══ RECORDS TO USE
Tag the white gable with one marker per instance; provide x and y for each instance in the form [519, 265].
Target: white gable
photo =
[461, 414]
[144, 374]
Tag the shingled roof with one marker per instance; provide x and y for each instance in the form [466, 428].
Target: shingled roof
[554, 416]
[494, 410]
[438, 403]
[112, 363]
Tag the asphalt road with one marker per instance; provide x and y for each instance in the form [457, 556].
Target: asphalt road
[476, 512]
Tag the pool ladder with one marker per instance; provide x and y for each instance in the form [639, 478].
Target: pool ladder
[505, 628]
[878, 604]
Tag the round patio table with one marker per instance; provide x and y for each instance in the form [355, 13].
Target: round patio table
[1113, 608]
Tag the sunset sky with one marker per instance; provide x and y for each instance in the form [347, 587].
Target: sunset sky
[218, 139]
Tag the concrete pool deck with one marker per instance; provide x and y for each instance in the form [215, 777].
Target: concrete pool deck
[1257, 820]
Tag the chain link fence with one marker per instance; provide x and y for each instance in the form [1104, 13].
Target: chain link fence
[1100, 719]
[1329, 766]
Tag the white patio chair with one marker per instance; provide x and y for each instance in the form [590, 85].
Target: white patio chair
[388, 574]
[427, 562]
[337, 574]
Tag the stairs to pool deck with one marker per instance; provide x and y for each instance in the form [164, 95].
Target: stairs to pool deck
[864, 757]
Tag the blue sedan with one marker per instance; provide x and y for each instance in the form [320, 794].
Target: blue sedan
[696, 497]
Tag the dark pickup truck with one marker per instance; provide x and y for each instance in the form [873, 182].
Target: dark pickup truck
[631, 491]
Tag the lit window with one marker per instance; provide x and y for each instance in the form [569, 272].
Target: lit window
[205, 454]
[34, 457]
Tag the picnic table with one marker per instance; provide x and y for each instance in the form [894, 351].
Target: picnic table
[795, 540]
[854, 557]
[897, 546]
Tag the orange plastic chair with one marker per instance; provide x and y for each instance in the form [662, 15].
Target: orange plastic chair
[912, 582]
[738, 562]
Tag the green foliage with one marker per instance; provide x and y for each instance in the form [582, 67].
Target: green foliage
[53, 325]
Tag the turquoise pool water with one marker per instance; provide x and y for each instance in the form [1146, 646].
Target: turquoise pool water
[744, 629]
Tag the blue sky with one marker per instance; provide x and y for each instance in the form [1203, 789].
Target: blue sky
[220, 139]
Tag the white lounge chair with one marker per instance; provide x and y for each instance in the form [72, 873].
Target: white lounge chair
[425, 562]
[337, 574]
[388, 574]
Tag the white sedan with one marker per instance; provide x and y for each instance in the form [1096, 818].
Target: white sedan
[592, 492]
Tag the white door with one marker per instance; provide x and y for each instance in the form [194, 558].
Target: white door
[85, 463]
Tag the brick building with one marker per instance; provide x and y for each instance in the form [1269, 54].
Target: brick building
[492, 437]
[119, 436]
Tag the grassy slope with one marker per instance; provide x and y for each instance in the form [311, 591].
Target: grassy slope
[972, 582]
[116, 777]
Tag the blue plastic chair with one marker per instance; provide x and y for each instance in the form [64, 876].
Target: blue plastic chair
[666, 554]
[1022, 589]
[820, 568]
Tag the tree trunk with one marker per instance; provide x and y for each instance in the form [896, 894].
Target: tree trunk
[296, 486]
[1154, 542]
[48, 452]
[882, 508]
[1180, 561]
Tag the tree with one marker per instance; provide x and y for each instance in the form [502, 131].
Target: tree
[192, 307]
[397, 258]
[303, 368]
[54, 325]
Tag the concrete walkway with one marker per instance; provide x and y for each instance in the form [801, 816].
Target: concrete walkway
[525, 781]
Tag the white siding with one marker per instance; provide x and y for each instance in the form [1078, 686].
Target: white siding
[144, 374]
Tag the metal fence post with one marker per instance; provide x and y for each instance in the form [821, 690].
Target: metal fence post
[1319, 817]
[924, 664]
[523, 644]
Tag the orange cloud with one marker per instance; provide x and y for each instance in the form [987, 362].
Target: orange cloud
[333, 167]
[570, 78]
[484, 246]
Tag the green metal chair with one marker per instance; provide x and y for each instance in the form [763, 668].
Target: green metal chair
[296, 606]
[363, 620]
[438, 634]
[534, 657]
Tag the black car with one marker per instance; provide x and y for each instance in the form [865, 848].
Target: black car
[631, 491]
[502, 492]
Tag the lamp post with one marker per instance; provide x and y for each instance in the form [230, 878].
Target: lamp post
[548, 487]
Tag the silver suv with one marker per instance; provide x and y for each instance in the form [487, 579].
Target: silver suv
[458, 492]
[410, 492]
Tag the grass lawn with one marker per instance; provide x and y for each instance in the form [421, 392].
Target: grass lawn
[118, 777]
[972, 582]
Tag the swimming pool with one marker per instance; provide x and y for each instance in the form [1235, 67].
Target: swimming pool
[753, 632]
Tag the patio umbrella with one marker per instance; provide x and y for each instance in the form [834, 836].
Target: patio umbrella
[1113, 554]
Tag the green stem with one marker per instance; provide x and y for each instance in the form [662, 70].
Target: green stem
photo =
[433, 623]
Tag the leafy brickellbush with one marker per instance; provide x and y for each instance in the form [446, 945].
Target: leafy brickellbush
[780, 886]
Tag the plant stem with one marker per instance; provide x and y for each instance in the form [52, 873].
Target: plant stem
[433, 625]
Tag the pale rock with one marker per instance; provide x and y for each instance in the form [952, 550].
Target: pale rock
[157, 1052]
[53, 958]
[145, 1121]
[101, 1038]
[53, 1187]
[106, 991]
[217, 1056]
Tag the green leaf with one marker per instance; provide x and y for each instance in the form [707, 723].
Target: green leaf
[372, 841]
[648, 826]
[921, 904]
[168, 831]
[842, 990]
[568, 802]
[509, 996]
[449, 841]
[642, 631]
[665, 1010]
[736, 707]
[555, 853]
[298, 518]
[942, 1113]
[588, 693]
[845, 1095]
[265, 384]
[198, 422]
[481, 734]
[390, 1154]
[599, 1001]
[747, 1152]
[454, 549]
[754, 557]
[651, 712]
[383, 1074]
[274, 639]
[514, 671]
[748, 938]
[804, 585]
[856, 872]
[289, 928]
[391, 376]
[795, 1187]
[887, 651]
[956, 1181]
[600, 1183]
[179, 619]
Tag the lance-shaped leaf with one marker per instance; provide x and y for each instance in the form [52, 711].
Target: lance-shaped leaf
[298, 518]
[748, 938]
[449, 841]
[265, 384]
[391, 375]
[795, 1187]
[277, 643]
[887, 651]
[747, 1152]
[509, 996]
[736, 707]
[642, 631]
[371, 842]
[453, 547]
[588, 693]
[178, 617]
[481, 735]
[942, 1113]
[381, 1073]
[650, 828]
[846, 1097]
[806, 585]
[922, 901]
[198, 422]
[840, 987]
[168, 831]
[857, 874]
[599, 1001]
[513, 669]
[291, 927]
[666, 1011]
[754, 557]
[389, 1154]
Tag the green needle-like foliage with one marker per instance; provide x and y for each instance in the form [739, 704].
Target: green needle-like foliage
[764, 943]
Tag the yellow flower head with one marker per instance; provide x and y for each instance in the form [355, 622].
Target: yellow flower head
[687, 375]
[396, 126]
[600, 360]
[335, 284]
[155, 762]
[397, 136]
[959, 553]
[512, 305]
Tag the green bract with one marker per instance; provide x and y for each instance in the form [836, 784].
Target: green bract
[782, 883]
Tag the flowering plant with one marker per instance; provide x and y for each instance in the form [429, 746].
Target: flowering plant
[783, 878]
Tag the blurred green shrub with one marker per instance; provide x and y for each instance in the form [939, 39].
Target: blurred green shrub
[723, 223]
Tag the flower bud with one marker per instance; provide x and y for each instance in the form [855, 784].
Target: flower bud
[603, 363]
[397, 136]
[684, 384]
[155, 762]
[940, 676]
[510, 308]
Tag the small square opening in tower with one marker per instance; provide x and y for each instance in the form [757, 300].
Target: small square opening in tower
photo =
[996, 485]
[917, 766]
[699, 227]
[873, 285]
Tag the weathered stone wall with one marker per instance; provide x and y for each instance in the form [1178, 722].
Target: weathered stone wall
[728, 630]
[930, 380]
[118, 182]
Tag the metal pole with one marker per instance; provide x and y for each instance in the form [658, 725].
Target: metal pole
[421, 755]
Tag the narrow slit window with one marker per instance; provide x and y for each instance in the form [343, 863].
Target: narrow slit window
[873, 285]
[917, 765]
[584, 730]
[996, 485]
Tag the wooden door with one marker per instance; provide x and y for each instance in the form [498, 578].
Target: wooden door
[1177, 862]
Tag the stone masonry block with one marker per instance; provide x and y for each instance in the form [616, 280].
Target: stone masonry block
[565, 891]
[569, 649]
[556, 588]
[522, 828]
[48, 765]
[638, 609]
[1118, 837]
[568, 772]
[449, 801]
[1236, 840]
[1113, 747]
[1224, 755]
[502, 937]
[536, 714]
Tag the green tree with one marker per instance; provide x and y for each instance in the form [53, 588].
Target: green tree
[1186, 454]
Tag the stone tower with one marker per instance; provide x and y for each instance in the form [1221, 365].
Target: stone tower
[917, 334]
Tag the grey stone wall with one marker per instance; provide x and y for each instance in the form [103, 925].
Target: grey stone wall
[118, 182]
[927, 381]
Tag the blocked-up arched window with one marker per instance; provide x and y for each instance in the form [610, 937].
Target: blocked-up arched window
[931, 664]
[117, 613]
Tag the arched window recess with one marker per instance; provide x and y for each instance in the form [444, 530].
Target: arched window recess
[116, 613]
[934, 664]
════
TASK TO COMPLETE: Starting at the line containing "Tag the stone masonry" and ending with the last of the items, write out those lines again in full, requests included, and increase every coordinate in the answers by 102. Leave the sample coordinates inside the requests unchanged.

SOLUTION TO THIS EXERCISE:
Tag the stone masonry block with one marker per instance; provide x and y for each instance in the form [616, 280].
Target: stone masonry block
[667, 993]
[671, 751]
[658, 690]
[624, 930]
[150, 867]
[740, 711]
[1220, 939]
[670, 874]
[551, 903]
[1338, 942]
[1215, 849]
[1326, 857]
[604, 1039]
[638, 816]
Tag the green tree with one marker per instance; provide x and y for each instance in the form [53, 588].
Target: green tree
[1288, 556]
Tag the stone tower with one marker per instance; provide x and y for each instance in the form [1221, 365].
Target: stone tower
[1019, 436]
Tag the grey stone wall with one marker per instance; provide x and y for each instance in the form [103, 925].
Target: grey stone wall
[220, 284]
[1029, 483]
Tag the blocked-up arched window with one marker per instance; provide x and y for each instance in the form [610, 937].
Target: blocked-up arched window
[1033, 766]
[219, 715]
Tag the arched window recess with one marker per instance; provide x and y for each instance in the form [444, 530].
Target: arched window recess
[218, 715]
[1036, 766]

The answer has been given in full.